Aim of the exercise — Rewrite every line of the records below as a numbered list, leaving out blank lines.

•••••

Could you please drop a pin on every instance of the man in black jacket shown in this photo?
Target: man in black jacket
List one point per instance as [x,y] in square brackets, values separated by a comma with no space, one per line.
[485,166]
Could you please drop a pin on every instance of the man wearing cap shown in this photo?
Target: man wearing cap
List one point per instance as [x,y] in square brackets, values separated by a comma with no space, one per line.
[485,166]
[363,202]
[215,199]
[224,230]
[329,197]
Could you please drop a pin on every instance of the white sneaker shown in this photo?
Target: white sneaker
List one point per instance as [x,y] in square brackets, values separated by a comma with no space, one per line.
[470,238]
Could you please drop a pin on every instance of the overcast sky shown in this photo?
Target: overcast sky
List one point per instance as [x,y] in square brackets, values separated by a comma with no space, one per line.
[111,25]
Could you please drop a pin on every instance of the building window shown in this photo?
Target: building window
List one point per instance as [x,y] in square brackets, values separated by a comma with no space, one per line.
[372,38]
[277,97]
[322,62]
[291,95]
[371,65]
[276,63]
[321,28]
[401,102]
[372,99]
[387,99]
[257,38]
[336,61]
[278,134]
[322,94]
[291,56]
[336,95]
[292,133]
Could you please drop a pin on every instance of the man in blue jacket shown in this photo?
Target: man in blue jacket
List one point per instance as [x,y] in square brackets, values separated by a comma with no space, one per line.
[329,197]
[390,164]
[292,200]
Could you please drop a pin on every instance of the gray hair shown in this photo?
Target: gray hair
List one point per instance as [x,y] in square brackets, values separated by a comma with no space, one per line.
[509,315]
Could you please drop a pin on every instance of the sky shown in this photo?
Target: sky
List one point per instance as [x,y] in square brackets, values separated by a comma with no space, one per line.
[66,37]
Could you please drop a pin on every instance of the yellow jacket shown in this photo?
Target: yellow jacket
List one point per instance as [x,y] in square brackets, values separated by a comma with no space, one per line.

•••••

Task solution —
1. Could you please drop a pin on every instance of the man in black jacket shown in this photo?
2. Target: man in black jacket
3. List one point per instance as [x,y] in square brackets, values separated by a comma with no space, one per line.
4. [485,166]
5. Could you please drop a pin on every instance of the man wearing cap shown in this photo?
6. Target: man wearing cap
7. List one point per instance as [x,y] in square brackets, values separated by a comma with no space, one per line.
8. [485,166]
9. [363,202]
10. [215,199]
11. [224,230]
12. [329,197]
13. Could you please drop a pin on every instance of the white sneaker shown in this photo?
14. Target: white sneaker
15. List one point per instance as [x,y] in square brackets, values separated by a comma with no space, one per line.
16. [470,238]
17. Could you please drop a pin on every instance of the overcast sky shown in this photo?
18. Target: overcast sky
19. List one point per instance as [x,y] in square brackets, values separated by a comma with no space, one per line.
20. [111,25]
21. Could you please drop a pin on every instance of the building window shown in this photo?
22. Target: building window
23. List one point per instance as [x,y] in square brackets, values separated by a comma with no space, one per line.
24. [372,38]
25. [277,97]
26. [322,62]
27. [291,95]
28. [371,65]
29. [276,63]
30. [321,28]
31. [401,102]
32. [372,99]
33. [387,99]
34. [257,38]
35. [336,61]
36. [278,134]
37. [322,94]
38. [291,56]
39. [336,95]
40. [292,133]
41. Could you please drop a pin on every instance of the man in blue jacket shown in this photo?
42. Target: man in blue jacket
43. List one point per instance as [x,y] in square brackets, values separated by a comma with no space, one per line.
44. [329,197]
45. [390,164]
46. [292,200]
47. Could you please drop a pin on every instance of the gray hair shown in this photo?
48. Target: gray hair
49. List one point per instance as [x,y] in square brackets, values separated by a comma with no space, one per line.
50. [509,315]
51. Could you please drop a pin on every instance of the sky shown in this photo?
52. Target: sky
53. List one point per instance as [x,y] in square brackets, values separated by a comma with no space, one per line.
54. [66,37]
55. Could you please drop a pin on every instance of the yellow jacket shown in this photo?
56. Target: yellow jacket
57. List one point per instance as [x,y] in square brackets, values separated by a comma with no space, one per line.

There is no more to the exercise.